Start of RECORDS FOR THE TASK

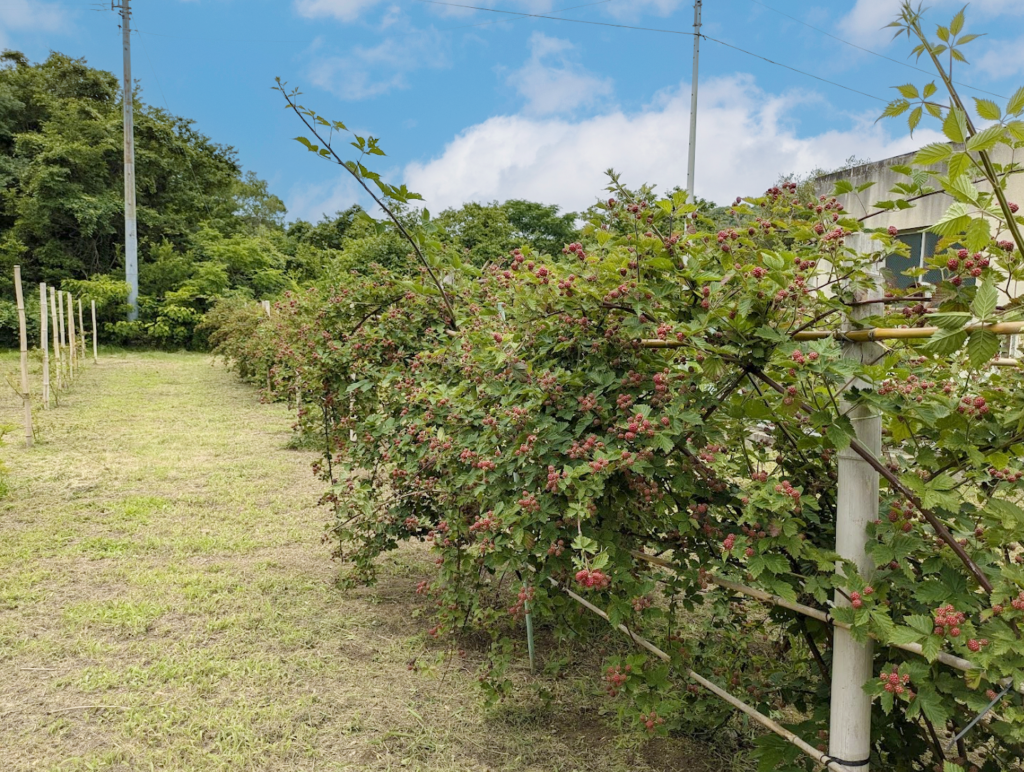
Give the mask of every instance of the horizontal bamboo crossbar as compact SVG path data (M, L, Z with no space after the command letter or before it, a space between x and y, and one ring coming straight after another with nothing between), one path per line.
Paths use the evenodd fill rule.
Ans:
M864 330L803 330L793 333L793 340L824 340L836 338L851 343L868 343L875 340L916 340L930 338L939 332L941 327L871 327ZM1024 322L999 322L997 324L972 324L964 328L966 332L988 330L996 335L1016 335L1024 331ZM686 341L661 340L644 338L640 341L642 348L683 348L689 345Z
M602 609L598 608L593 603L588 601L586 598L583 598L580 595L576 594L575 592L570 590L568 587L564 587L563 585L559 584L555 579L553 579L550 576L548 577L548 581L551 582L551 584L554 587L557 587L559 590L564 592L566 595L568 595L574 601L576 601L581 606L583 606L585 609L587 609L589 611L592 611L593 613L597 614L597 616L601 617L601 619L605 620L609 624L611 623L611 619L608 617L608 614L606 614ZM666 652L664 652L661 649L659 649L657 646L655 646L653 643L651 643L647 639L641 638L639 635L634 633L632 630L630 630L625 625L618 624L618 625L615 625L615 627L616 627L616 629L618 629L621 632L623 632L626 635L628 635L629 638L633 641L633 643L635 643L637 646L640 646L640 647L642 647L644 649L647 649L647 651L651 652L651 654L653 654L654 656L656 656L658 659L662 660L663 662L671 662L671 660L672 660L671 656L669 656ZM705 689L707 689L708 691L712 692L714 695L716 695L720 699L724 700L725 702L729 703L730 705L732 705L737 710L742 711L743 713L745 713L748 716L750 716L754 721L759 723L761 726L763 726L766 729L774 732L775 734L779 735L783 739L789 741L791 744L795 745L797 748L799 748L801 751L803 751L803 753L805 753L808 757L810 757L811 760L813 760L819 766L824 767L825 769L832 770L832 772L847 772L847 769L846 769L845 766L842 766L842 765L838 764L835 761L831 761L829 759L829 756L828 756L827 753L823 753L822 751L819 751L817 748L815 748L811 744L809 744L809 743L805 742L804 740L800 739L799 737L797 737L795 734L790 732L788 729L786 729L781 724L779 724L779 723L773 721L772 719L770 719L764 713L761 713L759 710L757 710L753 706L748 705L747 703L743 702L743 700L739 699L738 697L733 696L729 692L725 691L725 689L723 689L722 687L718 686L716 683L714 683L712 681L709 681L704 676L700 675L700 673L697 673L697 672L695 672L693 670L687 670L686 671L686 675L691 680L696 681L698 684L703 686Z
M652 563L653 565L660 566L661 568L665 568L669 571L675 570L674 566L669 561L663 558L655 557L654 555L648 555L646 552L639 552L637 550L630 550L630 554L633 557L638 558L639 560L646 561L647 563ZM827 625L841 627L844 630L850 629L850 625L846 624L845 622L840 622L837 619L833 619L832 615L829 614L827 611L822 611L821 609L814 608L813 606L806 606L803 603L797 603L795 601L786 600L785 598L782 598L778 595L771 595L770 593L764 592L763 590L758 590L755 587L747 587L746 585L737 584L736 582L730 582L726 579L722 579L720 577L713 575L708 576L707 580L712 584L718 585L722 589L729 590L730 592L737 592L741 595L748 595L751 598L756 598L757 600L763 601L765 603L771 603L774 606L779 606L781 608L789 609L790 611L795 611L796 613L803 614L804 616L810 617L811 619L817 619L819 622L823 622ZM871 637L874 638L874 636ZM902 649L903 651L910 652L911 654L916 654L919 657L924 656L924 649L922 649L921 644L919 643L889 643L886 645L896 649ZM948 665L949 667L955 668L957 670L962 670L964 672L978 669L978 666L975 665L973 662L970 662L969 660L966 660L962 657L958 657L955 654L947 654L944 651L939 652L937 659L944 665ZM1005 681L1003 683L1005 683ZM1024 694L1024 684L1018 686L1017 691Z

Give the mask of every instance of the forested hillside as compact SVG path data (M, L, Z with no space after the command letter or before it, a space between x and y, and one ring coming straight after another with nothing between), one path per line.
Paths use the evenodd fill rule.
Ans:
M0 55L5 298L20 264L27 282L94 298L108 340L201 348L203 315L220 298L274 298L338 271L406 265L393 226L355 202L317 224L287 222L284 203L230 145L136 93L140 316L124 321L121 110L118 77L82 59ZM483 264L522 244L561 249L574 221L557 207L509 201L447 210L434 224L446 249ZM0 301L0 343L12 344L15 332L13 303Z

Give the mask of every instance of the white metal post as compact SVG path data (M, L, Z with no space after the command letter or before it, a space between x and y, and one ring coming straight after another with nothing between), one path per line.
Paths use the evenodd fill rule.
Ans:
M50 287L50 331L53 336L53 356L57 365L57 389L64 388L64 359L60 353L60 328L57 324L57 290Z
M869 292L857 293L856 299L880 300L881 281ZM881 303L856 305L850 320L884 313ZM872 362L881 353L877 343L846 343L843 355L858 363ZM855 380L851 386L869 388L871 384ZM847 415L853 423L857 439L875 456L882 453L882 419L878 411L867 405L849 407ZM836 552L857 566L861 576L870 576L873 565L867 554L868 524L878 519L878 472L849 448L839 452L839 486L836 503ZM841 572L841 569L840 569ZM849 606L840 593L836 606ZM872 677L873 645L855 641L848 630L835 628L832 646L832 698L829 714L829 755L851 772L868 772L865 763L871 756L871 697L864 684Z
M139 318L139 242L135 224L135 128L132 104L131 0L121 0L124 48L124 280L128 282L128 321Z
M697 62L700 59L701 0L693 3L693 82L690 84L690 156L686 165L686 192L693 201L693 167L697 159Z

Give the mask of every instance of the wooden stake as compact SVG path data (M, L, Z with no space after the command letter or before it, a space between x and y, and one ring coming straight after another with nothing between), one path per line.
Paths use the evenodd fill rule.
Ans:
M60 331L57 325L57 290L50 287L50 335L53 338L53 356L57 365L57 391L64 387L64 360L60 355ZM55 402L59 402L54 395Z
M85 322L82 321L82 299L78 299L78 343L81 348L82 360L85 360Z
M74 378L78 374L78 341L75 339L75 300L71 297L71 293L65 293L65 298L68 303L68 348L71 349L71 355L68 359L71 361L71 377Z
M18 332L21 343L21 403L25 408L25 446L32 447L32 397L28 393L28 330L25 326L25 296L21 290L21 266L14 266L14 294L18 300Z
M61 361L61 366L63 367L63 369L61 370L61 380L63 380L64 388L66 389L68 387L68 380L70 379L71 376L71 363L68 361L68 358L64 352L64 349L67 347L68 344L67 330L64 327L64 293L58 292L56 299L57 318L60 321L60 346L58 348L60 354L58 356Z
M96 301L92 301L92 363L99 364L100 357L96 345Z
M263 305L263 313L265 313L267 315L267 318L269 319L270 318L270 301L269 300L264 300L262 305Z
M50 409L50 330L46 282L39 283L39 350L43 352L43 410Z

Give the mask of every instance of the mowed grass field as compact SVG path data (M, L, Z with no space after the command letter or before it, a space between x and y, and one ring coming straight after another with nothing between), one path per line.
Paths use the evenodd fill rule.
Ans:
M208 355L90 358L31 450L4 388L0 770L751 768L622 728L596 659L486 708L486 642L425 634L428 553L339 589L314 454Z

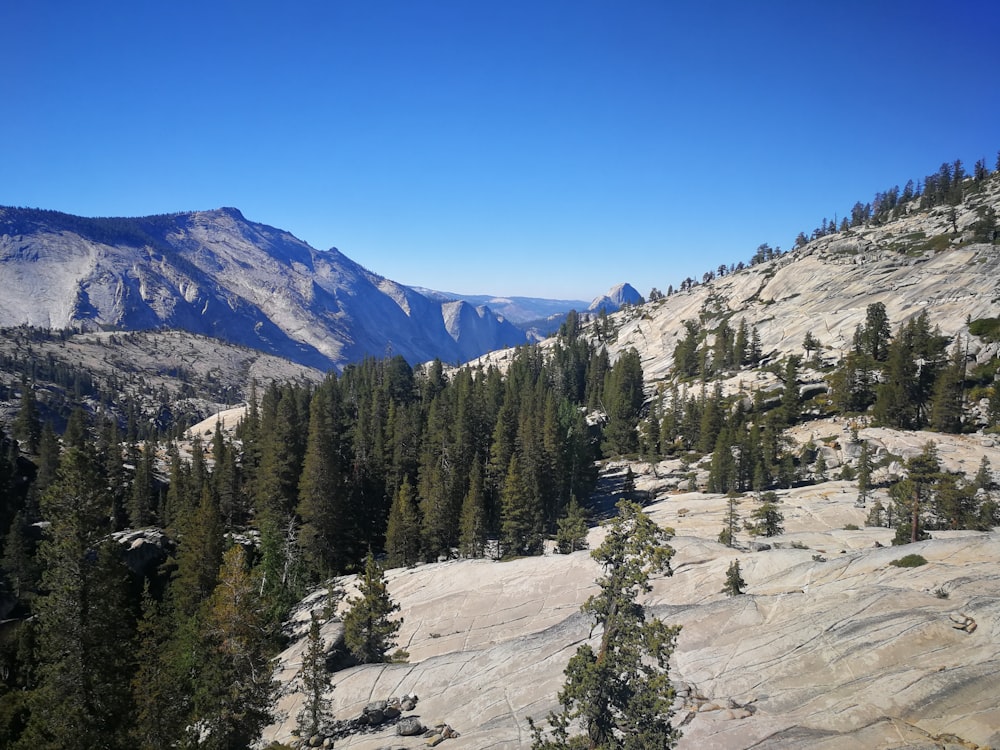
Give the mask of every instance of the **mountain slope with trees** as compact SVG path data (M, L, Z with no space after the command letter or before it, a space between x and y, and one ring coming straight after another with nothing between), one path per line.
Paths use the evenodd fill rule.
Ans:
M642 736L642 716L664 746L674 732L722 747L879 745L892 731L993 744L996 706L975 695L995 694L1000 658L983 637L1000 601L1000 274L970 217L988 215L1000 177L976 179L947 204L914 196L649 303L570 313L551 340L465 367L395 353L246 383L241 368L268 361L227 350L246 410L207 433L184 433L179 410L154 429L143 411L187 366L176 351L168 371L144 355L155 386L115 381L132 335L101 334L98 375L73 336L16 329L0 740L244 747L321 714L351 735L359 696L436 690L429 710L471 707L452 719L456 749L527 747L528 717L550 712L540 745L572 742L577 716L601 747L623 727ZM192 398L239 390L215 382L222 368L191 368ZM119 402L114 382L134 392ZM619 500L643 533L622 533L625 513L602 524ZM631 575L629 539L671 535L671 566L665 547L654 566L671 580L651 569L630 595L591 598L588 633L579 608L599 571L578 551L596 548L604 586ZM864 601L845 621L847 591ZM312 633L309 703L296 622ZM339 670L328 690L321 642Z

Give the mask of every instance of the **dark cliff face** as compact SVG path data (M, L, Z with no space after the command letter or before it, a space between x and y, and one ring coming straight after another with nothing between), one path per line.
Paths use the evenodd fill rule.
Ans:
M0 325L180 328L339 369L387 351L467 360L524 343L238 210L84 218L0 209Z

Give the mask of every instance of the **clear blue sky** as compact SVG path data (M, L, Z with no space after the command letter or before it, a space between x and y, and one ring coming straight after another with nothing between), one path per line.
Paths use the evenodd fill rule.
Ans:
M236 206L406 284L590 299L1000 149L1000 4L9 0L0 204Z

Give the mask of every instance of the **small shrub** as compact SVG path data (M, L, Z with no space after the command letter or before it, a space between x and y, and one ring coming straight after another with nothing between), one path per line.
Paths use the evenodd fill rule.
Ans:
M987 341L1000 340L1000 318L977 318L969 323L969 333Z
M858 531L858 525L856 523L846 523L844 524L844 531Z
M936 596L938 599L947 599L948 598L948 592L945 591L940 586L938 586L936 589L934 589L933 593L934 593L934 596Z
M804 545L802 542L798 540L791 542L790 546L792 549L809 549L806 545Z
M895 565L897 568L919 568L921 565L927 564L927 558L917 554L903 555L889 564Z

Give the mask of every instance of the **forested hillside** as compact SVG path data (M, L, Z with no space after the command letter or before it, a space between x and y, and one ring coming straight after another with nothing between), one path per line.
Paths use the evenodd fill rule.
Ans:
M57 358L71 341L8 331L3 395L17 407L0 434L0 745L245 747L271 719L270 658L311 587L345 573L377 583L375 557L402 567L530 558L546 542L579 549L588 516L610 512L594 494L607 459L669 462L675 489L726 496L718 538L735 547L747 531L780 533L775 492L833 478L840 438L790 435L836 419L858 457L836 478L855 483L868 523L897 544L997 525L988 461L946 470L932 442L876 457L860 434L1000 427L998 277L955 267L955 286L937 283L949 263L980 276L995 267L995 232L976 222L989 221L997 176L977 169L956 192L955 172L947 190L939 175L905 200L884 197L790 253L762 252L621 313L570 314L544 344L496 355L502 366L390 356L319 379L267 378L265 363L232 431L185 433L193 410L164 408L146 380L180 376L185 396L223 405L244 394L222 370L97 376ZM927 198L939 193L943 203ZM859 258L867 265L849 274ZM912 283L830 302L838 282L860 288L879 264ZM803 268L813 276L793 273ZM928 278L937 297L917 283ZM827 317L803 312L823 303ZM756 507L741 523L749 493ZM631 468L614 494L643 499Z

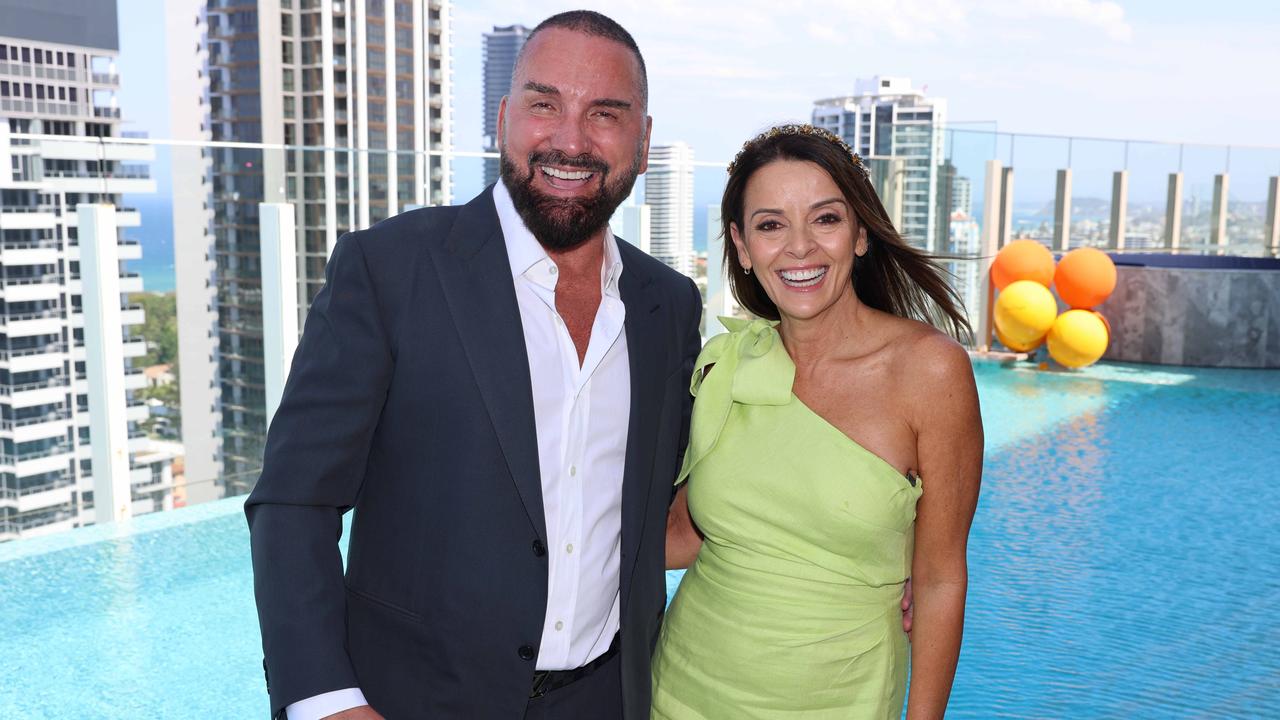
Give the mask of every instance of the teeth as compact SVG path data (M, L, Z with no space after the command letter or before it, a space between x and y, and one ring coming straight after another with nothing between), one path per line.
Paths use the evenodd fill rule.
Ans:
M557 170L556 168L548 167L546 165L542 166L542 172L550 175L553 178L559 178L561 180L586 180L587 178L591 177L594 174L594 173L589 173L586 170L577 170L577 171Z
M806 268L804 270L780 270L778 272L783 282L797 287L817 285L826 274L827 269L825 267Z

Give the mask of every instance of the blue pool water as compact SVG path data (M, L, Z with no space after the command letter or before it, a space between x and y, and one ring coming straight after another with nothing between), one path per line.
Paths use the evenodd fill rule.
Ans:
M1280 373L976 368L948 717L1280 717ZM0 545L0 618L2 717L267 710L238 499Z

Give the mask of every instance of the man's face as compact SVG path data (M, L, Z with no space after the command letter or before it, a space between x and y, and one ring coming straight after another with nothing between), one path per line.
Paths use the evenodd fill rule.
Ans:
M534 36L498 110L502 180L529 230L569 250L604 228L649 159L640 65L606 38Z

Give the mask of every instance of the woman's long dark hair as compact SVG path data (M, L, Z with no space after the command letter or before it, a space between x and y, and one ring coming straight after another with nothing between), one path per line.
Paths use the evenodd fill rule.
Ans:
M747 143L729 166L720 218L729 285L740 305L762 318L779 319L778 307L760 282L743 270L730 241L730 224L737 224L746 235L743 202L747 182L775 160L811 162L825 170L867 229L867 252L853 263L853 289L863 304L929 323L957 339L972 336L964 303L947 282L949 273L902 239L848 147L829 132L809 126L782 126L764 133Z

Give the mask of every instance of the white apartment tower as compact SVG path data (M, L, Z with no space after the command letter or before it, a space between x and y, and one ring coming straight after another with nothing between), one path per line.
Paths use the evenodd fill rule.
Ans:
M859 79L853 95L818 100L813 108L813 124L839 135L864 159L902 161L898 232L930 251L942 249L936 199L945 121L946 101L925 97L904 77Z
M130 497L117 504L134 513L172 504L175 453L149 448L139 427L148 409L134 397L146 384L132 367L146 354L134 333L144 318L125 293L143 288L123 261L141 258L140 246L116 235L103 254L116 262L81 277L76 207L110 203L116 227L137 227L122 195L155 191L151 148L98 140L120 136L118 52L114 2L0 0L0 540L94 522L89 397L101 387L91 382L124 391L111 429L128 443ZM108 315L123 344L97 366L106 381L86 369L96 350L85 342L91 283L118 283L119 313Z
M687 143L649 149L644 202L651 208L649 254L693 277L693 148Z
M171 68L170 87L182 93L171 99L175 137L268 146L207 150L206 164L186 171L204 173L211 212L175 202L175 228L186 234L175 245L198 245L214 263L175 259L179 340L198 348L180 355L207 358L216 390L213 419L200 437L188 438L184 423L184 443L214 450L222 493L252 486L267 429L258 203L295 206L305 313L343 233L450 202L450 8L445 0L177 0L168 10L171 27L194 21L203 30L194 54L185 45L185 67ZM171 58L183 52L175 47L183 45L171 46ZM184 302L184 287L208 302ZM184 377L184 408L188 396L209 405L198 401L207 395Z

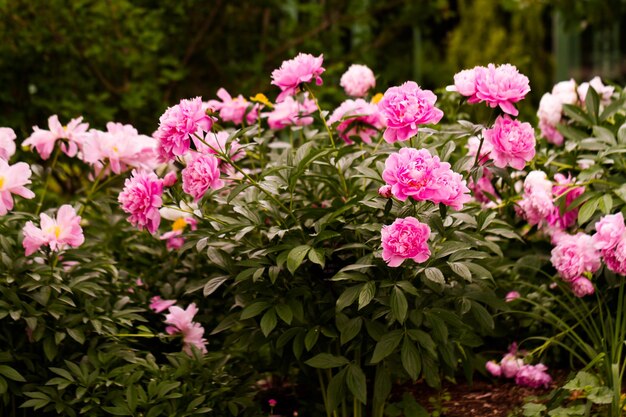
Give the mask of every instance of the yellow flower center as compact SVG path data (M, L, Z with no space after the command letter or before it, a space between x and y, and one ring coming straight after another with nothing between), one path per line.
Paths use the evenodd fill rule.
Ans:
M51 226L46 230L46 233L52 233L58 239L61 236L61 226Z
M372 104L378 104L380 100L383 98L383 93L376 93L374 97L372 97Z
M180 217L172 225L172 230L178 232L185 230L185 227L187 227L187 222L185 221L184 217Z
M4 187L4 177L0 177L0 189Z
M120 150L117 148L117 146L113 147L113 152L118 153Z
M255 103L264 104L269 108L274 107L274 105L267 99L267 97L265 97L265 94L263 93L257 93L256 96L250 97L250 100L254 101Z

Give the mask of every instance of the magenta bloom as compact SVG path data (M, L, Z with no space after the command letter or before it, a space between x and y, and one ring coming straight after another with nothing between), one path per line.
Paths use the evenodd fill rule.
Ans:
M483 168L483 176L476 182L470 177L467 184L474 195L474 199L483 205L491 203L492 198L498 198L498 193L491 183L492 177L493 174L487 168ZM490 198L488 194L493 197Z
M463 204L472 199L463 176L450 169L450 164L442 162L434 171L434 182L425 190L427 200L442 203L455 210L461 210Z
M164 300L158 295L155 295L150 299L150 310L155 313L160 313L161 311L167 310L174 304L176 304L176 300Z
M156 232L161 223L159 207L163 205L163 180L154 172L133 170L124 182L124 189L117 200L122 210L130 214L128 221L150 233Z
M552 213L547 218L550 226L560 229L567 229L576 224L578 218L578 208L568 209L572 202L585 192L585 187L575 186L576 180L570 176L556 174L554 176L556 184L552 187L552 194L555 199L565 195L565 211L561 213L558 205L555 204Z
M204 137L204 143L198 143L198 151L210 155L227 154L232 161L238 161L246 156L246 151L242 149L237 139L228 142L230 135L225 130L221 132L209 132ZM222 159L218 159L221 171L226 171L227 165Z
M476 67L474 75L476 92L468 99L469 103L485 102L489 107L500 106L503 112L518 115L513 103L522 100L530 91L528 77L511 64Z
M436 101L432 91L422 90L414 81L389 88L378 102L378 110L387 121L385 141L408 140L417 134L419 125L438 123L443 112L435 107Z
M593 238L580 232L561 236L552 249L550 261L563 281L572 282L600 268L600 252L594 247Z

End of RECORDS FOR THE TASK

**PROBLEM DETAILS**
Copy out, from the data above, each line where the string "blue" is present.

**OUTPUT OF THE TASK**
Give the mask of every instance of the **clear blue sky** as compact SVG path data (M, L, Z with no space after the command letter or before it, a space between x and y, and one ring coming straight after another with nothing between), one path per line.
Give the mask of every instance of the blue pool water as compact SVG path data (M, L, Z with no space after the command letter or before it, a space between x and y, and one ring coming straight after another with nothing between), one path per line.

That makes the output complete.